(Data records)
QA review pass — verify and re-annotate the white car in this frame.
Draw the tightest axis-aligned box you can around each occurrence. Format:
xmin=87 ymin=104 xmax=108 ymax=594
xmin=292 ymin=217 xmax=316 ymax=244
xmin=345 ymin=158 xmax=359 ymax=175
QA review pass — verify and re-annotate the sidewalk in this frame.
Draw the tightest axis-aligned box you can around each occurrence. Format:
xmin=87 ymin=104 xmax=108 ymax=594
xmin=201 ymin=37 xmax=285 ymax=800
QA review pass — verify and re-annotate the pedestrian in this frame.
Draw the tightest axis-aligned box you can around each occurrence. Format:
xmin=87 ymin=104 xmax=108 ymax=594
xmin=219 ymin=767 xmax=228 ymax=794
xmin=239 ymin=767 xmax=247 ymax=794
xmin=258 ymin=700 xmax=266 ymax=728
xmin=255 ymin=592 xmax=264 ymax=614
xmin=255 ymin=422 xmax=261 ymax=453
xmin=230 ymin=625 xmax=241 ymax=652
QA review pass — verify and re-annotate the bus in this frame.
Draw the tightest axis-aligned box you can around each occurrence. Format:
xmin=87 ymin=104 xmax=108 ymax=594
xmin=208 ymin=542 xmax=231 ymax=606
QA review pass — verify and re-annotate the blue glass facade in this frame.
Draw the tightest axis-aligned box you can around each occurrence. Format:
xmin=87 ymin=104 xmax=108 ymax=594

### WORK INSTRUCTIONS
Transcribe every line of the data, exactly as it stands.

### EXPECTED ANSWER
QA review pass — verify and re-annotate the white car in this frame.
Draw the tightest axis-aligned box you can around each occurrence. Format:
xmin=87 ymin=104 xmax=108 ymax=594
xmin=292 ymin=217 xmax=316 ymax=244
xmin=345 ymin=158 xmax=359 ymax=175
QA review pass — verify and re-annotate the sidewalk in this frame.
Draw the tightest axis-aligned box you can around each occurrence. Format:
xmin=87 ymin=104 xmax=108 ymax=594
xmin=201 ymin=37 xmax=285 ymax=800
QA review pass — verify and re-annotate the pedestrian in this frame.
Draw the tightest axis-aligned box you can around each occurrence. Format:
xmin=87 ymin=104 xmax=108 ymax=594
xmin=219 ymin=767 xmax=228 ymax=794
xmin=239 ymin=767 xmax=247 ymax=794
xmin=258 ymin=700 xmax=266 ymax=728
xmin=255 ymin=592 xmax=264 ymax=614
xmin=255 ymin=422 xmax=261 ymax=453
xmin=230 ymin=625 xmax=241 ymax=652
QA review pass — verify and re-annotate the bus in this frame.
Draw the tightest axis-aligned box you can around each occurrence. Format:
xmin=87 ymin=104 xmax=108 ymax=594
xmin=208 ymin=542 xmax=231 ymax=606
QA review pass — verify and re-annotate the blue glass facade in this frame.
Draw the tightest axis-aligned box you can around each occurrence. Format:
xmin=87 ymin=104 xmax=108 ymax=594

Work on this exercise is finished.